--- start ---

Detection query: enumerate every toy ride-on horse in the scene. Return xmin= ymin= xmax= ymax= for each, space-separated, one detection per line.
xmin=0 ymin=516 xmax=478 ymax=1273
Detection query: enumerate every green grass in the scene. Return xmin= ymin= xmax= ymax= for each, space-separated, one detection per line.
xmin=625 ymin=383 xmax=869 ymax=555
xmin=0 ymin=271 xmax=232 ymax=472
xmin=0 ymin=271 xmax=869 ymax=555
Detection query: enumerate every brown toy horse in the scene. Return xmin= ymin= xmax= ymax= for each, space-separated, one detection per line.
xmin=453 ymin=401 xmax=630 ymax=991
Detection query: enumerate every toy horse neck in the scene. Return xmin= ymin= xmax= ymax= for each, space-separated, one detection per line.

--- end ---

• _Direction_
Write out all the rows above again, requests included, with every box coordinate in the answers multiplied by 0.8 and rounded to the nearest whole number, halves rounded up. Leave the numbers in the requests unchanged.

• _Answer to the exercise_
Detection query: enumerate every toy ride-on horse in the scene. Return xmin= ymin= xmax= ymax= for each, space-separated, one detection per line.
xmin=0 ymin=413 xmax=382 ymax=1018
Detection query: enumerate every green grass in the scene. Return xmin= ymin= xmax= ymax= for each, space-separated, one detection per line.
xmin=500 ymin=306 xmax=695 ymax=444
xmin=0 ymin=217 xmax=186 ymax=378
xmin=0 ymin=217 xmax=695 ymax=444
Detection query: enumerate every brown toy horse in the scene. Return xmin= ymin= xmax= ymax= for each, space-separated, one detection per line.
xmin=362 ymin=321 xmax=504 ymax=793
Detection query: enumerate every toy horse neck in the scene. Return xmin= ymin= xmax= ymax= for each, space-separated, one detection per line.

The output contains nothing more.